▸ **Request 1**:
In the kitchen remodeling text, rewrite the passage from "The honest answer" up to and including "a complete renovation.", replacing "demo" with "demolition".

What makes this different for Shoreham homeowners specifically is our in-house remediation capability. The majority of homes in the village were built before 1980. That means asbestos-containing materials in floor tiles, pipe insulation, or drywall compound are a real possibility the moment demo starts. New York State law requires licensed abatement contractors when these materials are disturbed and we hold that license. You’re not waiting on a third party, and you’re not absorbing an unexpected delay because something was found behind the backsplash.
We also handle the full permit process for work in the Town of Brookhaven, including coordination with local inspectors and the certificate of occupancy at project completion. For properties near the Long Island Sound shoreline, Coastal Erosion Hazard Area regulations may apply another layer of compliance that we’re equipped to navigate. From the first design conversation to the day you cook your first meal in the new kitchen, it’s one company, one point of contact, and one clear timeline.
Yes, in most cases. If your kitchen remodel involves any changes to plumbing, electrical, gas lines, or structural elements which most full remodels do you’ll need a building permit from the Town of Brookhaven Building Division. Shoreham is an incorporated village within the Town of Brookhaven, which means your project falls under Brookhaven’s permitting jurisdiction, and in some cases may also involve the village’s own local requirements.
Permits in Brookhaven are valid for one year from issuance, and a certificate of occupancy is required when the project is complete. Skipping this step isn’t just a code violation it can create real problems when you sell the home. Buyers’ attorneys and home inspectors will ask about permits, and unpermitted work can delay or derail a closing. We manage the entire permit process in-house, including application, inspector coordination, and the final C-of-O. You don’t have to figure out the system we handle it.
The honest answer is that it depends heavily on the scope of the project and what’s found once demo begins. For a full kitchen remodel in Suffolk County, you’re generally looking at a range between $40,000 and $100,000 or more and in Shoreham specifically, where homes are older and the finishes expected reflect the value of the homes themselves, it’s reasonable to budget toward the middle to upper end of that range for a complete renovation.
The age of Shoreham’s housing stock is the biggest variable. Homes built before 1980 commonly have asbestos in floor tiles, pipe insulation, or joint compound. Homes built before 1978 may have lead paint in walls and trim. When these materials are discovered during demo, they have to be properly abated before construction can continue and that adds cost. A contractor who doesn’t carry asbestos abatement licensing will stop work and call a specialist, which adds both cost and time. We handle it in-house, which keeps the timeline tighter and the cost more predictable. Getting an itemized quote upfront before any work begins is the best way to understand what you’re actually committing to.

▸ **Request 2**:
Convert the listing lines from the line with "of the person" up to and including the line with "x=115, y=549" into a JSON list of strings, one string per line, with blank lines left out.

▸ **Entries**:
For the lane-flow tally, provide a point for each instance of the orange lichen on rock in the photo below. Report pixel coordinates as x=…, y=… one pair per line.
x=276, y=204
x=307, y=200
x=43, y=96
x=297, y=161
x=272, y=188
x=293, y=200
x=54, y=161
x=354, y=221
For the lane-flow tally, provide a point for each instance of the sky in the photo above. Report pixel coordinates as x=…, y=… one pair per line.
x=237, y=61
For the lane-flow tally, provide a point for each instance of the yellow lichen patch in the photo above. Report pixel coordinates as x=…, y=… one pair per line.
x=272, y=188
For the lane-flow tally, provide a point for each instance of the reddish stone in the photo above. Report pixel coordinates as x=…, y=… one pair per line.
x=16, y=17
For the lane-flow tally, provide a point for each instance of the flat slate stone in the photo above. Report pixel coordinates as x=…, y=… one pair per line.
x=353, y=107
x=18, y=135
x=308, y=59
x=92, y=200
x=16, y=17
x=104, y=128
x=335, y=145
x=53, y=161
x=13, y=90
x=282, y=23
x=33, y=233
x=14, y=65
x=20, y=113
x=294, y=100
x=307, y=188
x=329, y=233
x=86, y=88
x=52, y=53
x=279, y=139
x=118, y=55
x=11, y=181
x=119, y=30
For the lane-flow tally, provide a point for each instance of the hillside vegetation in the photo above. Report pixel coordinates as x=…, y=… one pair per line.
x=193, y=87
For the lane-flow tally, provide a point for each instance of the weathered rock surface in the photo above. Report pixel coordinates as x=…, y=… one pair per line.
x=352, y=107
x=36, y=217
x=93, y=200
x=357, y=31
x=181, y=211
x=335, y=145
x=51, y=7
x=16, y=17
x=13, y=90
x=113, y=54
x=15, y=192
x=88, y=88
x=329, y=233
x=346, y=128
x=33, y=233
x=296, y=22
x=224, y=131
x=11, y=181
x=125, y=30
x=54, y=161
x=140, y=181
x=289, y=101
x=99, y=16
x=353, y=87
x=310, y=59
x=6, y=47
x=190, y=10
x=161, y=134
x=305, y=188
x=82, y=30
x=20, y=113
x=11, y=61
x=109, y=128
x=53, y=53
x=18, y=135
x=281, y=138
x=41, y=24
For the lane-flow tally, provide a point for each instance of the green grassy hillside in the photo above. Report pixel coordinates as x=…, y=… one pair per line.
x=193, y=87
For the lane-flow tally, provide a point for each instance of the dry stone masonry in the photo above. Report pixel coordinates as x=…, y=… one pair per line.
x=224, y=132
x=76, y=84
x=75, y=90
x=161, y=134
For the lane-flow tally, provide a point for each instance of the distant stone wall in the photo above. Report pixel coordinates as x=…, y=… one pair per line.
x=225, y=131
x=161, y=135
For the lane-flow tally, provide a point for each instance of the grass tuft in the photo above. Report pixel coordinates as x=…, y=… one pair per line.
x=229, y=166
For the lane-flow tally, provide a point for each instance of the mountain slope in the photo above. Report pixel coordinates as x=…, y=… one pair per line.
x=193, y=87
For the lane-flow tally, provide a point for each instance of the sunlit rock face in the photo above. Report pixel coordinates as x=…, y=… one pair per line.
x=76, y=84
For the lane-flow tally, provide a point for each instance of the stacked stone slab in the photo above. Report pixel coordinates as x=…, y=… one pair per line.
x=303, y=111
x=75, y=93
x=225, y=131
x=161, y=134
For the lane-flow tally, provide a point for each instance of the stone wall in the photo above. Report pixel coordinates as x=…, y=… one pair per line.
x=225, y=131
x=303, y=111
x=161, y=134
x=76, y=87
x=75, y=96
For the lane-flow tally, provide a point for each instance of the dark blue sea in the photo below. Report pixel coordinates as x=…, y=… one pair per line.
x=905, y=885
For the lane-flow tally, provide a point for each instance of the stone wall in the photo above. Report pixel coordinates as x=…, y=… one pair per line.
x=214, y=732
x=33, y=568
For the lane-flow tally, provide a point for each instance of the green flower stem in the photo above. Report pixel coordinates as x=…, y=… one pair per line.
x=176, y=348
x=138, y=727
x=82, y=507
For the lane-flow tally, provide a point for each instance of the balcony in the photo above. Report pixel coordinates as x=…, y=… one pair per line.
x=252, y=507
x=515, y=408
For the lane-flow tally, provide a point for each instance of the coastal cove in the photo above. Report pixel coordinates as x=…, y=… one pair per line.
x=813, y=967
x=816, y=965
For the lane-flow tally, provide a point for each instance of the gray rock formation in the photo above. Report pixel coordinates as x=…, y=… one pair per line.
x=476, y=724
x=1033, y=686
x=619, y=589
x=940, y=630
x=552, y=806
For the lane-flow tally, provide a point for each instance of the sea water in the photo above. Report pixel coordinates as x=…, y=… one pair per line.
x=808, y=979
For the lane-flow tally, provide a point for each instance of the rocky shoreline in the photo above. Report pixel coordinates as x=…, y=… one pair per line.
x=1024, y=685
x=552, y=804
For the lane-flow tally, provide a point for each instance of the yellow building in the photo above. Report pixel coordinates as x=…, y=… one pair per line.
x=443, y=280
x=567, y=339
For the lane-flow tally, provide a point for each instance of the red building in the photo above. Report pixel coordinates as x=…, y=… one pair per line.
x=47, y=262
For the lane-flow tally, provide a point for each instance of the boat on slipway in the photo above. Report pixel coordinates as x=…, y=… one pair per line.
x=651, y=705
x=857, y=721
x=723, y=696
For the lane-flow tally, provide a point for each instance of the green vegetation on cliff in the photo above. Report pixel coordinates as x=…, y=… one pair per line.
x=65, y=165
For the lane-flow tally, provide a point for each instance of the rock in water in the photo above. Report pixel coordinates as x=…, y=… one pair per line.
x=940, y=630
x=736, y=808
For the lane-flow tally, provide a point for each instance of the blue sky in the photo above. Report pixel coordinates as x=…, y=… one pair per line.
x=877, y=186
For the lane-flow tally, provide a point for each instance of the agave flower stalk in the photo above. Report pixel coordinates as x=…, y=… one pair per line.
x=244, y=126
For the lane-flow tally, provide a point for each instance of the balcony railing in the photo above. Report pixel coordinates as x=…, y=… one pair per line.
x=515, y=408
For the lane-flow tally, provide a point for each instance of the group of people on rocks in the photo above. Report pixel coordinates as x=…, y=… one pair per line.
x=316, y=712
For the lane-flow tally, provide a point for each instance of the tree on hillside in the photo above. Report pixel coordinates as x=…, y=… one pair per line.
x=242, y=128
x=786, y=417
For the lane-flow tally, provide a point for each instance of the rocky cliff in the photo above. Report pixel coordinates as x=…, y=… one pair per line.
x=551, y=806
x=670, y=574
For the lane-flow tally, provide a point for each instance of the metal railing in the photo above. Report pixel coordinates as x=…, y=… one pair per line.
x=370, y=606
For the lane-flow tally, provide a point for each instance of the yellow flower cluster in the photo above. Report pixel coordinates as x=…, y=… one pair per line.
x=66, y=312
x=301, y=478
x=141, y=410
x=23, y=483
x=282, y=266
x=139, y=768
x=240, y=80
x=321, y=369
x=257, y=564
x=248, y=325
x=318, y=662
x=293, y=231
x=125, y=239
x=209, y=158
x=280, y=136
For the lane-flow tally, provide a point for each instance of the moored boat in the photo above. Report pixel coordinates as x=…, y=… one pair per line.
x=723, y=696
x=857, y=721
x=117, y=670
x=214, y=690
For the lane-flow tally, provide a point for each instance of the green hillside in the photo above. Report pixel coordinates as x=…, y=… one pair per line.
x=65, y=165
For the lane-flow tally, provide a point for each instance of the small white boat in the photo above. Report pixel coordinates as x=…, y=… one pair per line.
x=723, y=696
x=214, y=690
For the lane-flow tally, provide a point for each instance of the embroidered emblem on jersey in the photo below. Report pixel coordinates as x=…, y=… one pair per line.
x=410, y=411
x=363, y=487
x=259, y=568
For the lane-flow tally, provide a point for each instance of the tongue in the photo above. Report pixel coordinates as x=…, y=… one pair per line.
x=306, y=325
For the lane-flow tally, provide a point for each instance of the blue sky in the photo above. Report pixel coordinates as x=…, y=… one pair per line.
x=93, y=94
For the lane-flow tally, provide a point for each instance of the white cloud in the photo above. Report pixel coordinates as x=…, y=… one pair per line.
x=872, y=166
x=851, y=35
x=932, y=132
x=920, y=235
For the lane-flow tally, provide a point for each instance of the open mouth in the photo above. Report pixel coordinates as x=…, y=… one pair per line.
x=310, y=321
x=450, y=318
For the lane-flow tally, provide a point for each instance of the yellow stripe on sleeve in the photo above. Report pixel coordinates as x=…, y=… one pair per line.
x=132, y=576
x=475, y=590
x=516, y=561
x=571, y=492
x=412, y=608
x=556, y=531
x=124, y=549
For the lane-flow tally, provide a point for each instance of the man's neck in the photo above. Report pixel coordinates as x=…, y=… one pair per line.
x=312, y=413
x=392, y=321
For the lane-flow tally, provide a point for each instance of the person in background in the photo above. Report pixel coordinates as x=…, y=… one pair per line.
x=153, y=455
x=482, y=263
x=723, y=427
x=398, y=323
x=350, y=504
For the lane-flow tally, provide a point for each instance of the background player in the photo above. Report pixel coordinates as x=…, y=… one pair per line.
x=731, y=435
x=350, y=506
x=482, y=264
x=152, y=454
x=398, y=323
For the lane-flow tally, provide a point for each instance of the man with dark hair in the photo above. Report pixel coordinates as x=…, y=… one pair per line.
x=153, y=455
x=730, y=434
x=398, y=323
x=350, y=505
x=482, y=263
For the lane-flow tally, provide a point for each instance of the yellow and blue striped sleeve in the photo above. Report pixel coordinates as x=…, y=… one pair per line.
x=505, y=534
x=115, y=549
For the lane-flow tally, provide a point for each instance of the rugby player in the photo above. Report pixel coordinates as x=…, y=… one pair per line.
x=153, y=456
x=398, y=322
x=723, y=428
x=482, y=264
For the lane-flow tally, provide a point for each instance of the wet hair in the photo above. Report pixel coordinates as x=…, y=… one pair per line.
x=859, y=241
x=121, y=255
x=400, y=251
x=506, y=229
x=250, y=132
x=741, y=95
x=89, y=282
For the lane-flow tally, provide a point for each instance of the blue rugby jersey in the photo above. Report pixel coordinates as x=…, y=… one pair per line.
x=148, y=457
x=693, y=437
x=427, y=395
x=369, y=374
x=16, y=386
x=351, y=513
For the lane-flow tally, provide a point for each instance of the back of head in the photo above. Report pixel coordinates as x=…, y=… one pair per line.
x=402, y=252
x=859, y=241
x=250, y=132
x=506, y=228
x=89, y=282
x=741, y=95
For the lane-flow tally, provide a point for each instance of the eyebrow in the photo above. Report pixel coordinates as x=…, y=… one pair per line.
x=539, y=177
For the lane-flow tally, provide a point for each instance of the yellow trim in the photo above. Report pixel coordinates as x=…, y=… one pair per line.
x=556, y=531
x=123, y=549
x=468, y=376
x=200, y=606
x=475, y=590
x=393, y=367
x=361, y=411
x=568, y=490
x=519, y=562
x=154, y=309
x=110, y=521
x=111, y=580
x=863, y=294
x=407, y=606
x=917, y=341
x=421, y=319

▸ **Final answer 1**:
The honest answer is that it depends heavily on the scope of the project and what’s found once demolition begins. For a full kitchen remodel in Suffolk County, you’re generally looking at a range between $40,000 and $100,000 or more and in Shoreham specifically, where homes are older and the finishes expected reflect the value of the homes themselves, it’s reasonable to budget toward the middle to upper end of that range for a complete renovation.

▸ **Final answer 2**:
[
  "For the lane-flow tally, provide a point for each instance of the person in background in the photo above. Report pixel coordinates as x=…, y=… one pair per line.",
  "x=153, y=455",
  "x=482, y=263",
  "x=723, y=427",
  "x=398, y=323",
  "x=350, y=504",
  "For the lane-flow tally, provide a point for each instance of the background player in the photo above. Report pixel coordinates as x=…, y=… one pair per line.",
  "x=731, y=435",
  "x=350, y=506",
  "x=482, y=264",
  "x=152, y=454",
  "x=398, y=323",
  "For the lane-flow tally, provide a point for each instance of the man with dark hair in the photo above. Report pixel coordinates as x=…, y=… one pair per line.",
  "x=153, y=455",
  "x=730, y=434",
  "x=398, y=323",
  "x=350, y=505",
  "x=482, y=263",
  "For the lane-flow tally, provide a point for each instance of the yellow and blue striped sleeve in the photo above. Report pixel coordinates as x=…, y=… one pair per line.",
  "x=505, y=534",
  "x=115, y=549"
]